#### Your objective
Please duplicate the lines of the listing below that open with the line containing "TARGET = stone wall" and close with the line containing "x=354, y=175", including both of those lines.

Point annotation listing:
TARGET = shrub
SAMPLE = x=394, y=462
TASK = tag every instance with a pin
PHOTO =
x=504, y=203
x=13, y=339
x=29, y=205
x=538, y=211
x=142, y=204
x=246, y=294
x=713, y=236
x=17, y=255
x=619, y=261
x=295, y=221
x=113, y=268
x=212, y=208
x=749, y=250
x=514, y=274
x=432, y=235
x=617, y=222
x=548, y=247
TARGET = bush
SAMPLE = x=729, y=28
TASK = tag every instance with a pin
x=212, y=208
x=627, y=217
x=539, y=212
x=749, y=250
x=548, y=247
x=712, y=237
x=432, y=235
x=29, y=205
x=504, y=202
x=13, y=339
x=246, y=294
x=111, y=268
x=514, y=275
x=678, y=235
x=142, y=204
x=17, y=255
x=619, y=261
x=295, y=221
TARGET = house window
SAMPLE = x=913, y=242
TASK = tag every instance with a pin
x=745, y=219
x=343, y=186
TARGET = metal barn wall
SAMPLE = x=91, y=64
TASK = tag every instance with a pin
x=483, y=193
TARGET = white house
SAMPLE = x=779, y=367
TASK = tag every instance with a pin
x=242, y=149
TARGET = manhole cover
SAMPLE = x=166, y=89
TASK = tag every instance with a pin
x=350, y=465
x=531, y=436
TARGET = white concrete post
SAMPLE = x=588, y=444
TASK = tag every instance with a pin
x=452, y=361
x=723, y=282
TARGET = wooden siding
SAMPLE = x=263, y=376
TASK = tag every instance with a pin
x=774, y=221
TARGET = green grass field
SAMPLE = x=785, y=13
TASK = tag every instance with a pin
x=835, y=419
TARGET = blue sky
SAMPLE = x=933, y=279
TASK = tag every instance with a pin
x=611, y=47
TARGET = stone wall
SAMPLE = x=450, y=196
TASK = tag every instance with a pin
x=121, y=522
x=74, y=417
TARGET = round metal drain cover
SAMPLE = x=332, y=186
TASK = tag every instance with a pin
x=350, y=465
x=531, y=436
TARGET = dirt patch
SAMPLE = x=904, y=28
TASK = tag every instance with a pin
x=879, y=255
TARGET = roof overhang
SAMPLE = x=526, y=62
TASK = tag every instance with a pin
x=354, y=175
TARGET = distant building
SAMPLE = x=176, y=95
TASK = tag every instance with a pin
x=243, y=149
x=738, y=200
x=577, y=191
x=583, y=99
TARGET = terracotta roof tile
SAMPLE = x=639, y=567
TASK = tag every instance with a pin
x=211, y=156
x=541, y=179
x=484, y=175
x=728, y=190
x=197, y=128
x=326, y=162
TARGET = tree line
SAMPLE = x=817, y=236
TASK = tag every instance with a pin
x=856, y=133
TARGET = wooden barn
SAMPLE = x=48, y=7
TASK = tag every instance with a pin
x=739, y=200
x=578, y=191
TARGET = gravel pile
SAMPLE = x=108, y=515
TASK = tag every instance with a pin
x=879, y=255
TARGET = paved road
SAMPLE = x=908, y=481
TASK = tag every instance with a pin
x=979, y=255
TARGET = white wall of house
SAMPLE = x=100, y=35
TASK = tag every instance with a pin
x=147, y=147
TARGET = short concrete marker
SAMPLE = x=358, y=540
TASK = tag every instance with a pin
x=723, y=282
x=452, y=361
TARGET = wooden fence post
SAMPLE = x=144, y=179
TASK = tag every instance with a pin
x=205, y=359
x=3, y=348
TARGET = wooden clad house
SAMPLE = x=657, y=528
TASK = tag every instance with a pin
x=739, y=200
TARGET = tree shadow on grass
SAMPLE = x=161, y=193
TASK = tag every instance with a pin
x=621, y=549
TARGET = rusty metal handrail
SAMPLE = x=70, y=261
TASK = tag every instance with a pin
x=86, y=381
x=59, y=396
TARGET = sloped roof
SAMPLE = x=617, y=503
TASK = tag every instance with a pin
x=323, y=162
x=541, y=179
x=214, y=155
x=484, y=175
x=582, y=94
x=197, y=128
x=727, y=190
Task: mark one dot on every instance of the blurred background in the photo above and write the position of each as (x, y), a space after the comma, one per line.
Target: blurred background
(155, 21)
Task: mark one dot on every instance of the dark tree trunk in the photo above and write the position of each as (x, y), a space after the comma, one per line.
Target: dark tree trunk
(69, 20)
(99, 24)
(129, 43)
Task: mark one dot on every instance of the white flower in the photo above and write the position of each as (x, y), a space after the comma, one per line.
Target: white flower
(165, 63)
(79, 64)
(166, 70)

#### Response to this exercise
TARGET = stone wall
SAMPLE = x=450, y=196
TASK = tag every instance with a pin
x=121, y=522
x=74, y=417
TARGET = round metal drain cover
SAMPLE = x=332, y=186
TASK = tag every instance with a pin
x=350, y=465
x=531, y=436
TARGET = dirt patch
SAMPLE = x=904, y=28
TASK = tag every instance with a pin
x=879, y=255
TARGET = roof overhang
SAMPLE = x=526, y=62
TASK = tag every instance with a pin
x=354, y=175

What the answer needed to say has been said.